# Required work
A - Copy a passage from the geography excerpt word for word, starting with "Taken from: كتاب" and going on through "in the climes.".
B - Summarize the geography excerpt in three sentences.

Taken from: كتاب مرآة الزمان في تواريخ الأعيان by سبط ابن الجوزي    al-maktaba.org

Real name: Shams al-din Abu al-Muzaffar Yusuf ibn Kizoghlu.


Vol2 p54

Khalid bin Abdullah al-Murozi said: The cities of the world are eight thousand cities. In China there are 1000 cities, in India there are 1000 cities, in Sindh a 1000, and in Zanj and Nubia, 1000 cities. The rest of the cities are divided in the climes.

 

Vol2 p101

Abu al-Hussein bin al-Manadi (1) said: The length of this sea from Al-Qulzum (2) to al Waq-Waq (3)  four thousand and five hundred farsakhs (4), it has great bays, including a bay that connects to the land of Abyssinia and extends to the land of Zinj to a place that is called: Berbera, five hundred miles long and 100 miles wide, this is not the Berbera position known in the Maghreb from the land of Africa, but it is another place in the extreme end of Abyssinia called by this name.

 

Vol2 p117-118-119

The flooding’s of the Nile.

The origin of the Nile: the flood, al-Jawhari (5) said: Nile floods Misr.

They all agreed about the guiding principle of the Moon Mountain, that is mentioned in the geography and the picture that it stems from a dozen springs, and the springs empty in the lake, such as Bataeh (6) behind the equator.

# Dataset items in storage
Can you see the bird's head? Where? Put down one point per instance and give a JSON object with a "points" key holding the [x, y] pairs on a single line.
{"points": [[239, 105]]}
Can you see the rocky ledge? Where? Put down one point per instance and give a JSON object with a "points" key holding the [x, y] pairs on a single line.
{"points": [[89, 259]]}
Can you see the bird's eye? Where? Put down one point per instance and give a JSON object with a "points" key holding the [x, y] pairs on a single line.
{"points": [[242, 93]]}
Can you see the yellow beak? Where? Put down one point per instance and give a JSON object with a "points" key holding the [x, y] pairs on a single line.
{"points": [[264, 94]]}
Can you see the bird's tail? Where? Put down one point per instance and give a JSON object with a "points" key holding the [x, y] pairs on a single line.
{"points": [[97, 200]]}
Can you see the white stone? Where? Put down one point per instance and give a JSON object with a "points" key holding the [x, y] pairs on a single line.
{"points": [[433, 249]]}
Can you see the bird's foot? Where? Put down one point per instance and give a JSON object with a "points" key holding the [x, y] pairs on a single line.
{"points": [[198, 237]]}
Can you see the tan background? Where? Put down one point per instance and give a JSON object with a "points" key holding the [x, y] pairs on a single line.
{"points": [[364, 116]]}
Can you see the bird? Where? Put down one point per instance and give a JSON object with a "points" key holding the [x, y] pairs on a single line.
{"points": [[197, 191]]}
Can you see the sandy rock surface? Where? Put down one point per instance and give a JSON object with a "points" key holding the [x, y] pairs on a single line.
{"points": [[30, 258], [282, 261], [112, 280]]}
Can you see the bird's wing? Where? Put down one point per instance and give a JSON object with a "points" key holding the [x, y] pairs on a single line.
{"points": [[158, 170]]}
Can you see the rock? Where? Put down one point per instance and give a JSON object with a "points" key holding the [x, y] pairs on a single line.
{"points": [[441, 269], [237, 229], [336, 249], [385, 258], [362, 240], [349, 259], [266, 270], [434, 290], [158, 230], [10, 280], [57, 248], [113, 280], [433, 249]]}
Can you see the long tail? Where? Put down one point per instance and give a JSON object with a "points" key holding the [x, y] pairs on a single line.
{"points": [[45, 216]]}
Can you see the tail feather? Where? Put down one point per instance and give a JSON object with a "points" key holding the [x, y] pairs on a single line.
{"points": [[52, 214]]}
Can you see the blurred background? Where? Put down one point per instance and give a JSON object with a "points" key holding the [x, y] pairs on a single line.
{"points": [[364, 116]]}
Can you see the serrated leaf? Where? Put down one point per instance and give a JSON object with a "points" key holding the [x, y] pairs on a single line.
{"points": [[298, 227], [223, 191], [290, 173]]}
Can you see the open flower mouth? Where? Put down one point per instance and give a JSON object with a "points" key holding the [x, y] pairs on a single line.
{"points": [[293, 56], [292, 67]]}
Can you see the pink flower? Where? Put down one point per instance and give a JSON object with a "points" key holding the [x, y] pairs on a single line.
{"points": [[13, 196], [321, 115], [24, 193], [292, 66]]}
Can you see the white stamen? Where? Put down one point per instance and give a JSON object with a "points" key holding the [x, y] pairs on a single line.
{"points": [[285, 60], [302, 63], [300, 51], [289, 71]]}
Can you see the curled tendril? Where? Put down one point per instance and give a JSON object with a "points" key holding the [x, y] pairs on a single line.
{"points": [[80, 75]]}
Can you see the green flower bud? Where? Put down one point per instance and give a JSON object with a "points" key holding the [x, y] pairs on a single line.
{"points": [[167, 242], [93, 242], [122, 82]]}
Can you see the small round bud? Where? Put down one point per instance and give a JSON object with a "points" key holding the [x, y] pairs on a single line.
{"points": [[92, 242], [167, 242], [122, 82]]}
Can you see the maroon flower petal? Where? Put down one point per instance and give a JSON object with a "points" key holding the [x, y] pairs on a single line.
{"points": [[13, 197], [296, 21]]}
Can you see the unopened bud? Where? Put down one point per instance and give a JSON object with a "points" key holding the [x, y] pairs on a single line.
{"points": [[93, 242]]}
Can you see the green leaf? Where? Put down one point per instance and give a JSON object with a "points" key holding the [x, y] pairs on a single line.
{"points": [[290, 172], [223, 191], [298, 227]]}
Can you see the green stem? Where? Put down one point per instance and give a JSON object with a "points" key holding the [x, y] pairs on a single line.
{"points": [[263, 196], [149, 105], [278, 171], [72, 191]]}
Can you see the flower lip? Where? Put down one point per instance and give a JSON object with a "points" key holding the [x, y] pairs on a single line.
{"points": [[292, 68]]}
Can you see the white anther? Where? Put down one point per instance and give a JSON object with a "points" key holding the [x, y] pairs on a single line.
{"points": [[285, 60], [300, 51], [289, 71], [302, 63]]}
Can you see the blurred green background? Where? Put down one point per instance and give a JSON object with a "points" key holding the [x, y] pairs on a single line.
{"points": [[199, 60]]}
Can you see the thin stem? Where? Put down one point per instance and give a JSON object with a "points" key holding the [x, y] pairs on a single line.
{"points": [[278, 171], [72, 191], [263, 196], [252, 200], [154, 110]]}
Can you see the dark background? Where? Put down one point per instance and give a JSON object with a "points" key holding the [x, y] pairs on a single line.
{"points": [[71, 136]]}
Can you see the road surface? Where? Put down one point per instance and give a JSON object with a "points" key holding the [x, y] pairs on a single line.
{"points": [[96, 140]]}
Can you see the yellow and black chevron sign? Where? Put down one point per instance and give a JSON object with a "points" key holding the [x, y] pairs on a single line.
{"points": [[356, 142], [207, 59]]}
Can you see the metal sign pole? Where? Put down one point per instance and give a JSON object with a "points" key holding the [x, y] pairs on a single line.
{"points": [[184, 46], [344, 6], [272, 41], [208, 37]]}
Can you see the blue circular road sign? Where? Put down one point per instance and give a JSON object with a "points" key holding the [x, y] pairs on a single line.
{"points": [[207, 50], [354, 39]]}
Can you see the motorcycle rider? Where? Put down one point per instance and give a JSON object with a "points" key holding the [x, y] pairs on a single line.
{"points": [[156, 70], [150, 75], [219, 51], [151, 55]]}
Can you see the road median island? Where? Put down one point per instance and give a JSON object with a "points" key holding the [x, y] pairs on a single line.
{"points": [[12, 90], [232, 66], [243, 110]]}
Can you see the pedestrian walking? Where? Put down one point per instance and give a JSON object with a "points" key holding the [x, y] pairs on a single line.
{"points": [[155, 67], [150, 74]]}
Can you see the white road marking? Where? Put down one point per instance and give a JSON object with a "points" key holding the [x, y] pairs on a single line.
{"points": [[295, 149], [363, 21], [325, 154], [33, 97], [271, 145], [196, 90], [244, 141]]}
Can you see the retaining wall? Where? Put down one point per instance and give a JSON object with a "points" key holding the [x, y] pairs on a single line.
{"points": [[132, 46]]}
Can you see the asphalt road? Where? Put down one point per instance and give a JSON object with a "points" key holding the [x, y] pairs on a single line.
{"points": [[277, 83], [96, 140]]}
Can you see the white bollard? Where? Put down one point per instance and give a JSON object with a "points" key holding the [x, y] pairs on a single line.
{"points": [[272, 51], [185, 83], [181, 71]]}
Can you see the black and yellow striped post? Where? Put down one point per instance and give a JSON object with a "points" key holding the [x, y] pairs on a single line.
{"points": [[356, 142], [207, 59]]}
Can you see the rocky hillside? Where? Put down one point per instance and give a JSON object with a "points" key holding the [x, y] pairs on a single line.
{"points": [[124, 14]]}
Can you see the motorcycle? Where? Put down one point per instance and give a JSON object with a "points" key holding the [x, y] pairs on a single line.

# Solutions below
A -
Taken from: كتاب مرآة الزمان في تواريخ الأعيان by سبط ابن الجوزي    al-maktaba.org

Real name: Shams al-din Abu al-Muzaffar Yusuf ibn Kizoghlu.


Vol2 p54

Khalid bin Abdullah al-Murozi said: The cities of the world are eight thousand cities. In China there are 1000 cities, in India there are 1000 cities, in Sindh a 1000, and in Zanj and Nubia, 1000 cities. The rest of the cities are divided in the climes.

B - Khalid bin Abdullah al-Murozi states that the world has eight thousand cities: a thousand each in China, India, and Sindh, a thousand in Zanj and Nubia, and the rest divided among the climes. Abu al-Hussein bin al-Manadi gives the length of the sea from Al-Qulzum to al Waq-Waq as four thousand five hundred farsakhs and describes a bay connecting to Abyssinia that extends to a place in the land of Zinj called Berbera, which is distinct from the Berbera known in the Maghreb. A passage on the Nile's floods reports general agreement about the Moon Mountain, which is associated with a dozen springs emptying into a lake behind the equator.